**** Teks Halaman
Baca berita tanpa iklan. Gabung Kompas.com+
Salin Artikel

Perkembangan Pers pada Masa Kolonial

Bersamaan dengan tumbuhnya pergerakan nasional pada awal abad ke-20, pers di Indonesia mulai dijiwai semangat kebangsaan.

Pers nasional yang diusahakan oleh orang-orang pribumi menjadi tantangan bagi pers yang semula dikontrol penuh oleh pemerintah jajahan.

Peran pers dalam perjuangan pergerakan nasional Indonesia bahkan membuat Belanda khawatir kedudukannya akan terancam.

Berikut ini sejarah pers di Indonesia pada zaman penjajahan Belanda.

Lahirnya pers kolonial

Sejak awal abad ke-17, Indonesia dijajah oleh Belanda, yang secara praktis menguasai penuh perihal penerbitan.

Pada pertengahan abad ke-18, surat kabat yang beredar di Indonesia berbahasa Belanda dan utamanya digunakan untuk kepentingan perdagangan dan penyebaran agama.
********
### Petunjuk Kerja
(a) Menurut teks tentang pers masa kolonial di atas, sejak kapan Indonesia dijajah oleh Belanda?
(b) Tolong tulis ulang paragraf yang diawali "Pers nasional yang diusahakan" dari teks tentang pers masa kolonial dengan lebih ringkas, tetapi tetap memuat fakta utamanya.
**** Daftar Entri
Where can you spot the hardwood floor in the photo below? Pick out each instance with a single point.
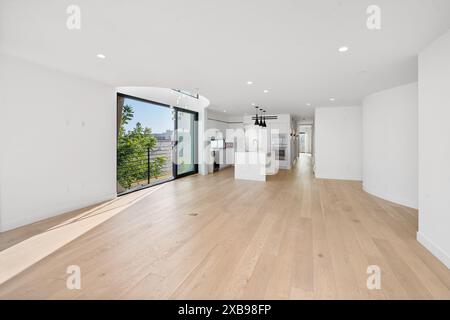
(293, 237)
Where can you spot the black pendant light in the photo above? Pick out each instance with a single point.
(257, 119)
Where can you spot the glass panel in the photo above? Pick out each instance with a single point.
(186, 147)
(144, 145)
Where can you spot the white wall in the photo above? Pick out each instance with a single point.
(434, 148)
(58, 142)
(390, 144)
(338, 143)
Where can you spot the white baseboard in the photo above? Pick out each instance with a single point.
(29, 219)
(434, 249)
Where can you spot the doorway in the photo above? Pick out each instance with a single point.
(156, 143)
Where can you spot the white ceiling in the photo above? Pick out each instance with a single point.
(286, 46)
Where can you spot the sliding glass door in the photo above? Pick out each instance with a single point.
(156, 143)
(186, 137)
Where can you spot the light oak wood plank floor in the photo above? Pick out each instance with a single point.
(293, 237)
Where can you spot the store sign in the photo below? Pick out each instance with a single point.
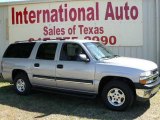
(115, 23)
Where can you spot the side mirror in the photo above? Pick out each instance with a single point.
(83, 57)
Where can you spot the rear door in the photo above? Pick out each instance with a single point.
(44, 65)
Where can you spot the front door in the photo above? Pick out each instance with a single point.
(71, 72)
(44, 65)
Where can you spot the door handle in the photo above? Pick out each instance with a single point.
(60, 66)
(36, 65)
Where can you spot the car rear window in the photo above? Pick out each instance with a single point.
(19, 50)
(47, 51)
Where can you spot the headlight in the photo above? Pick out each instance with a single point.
(144, 78)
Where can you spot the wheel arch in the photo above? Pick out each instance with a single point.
(15, 72)
(107, 79)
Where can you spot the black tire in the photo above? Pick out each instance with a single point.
(117, 101)
(21, 84)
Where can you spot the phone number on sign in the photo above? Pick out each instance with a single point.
(112, 40)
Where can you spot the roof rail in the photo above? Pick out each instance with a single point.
(33, 40)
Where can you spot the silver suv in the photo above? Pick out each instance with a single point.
(80, 67)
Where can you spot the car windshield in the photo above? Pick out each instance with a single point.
(99, 51)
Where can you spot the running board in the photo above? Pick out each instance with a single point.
(66, 92)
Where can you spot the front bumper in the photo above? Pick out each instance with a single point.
(147, 92)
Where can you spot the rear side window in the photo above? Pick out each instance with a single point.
(47, 51)
(19, 50)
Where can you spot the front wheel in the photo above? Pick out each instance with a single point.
(22, 84)
(117, 95)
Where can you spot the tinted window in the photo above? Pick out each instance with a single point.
(71, 52)
(19, 50)
(47, 51)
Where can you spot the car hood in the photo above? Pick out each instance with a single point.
(140, 64)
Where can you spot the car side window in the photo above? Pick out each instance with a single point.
(19, 50)
(47, 51)
(71, 51)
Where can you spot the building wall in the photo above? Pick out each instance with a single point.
(149, 50)
(3, 29)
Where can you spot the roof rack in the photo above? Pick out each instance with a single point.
(33, 40)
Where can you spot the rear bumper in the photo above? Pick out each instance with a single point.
(147, 92)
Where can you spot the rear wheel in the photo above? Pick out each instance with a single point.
(22, 84)
(117, 95)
********
### Hasil Latihan
(a) Sejak awal abad ke-17.

(b) Pers nasional yang dikelola kaum pribumi menantang pers yang sebelumnya dikendalikan penuh oleh pemerintah jajahan.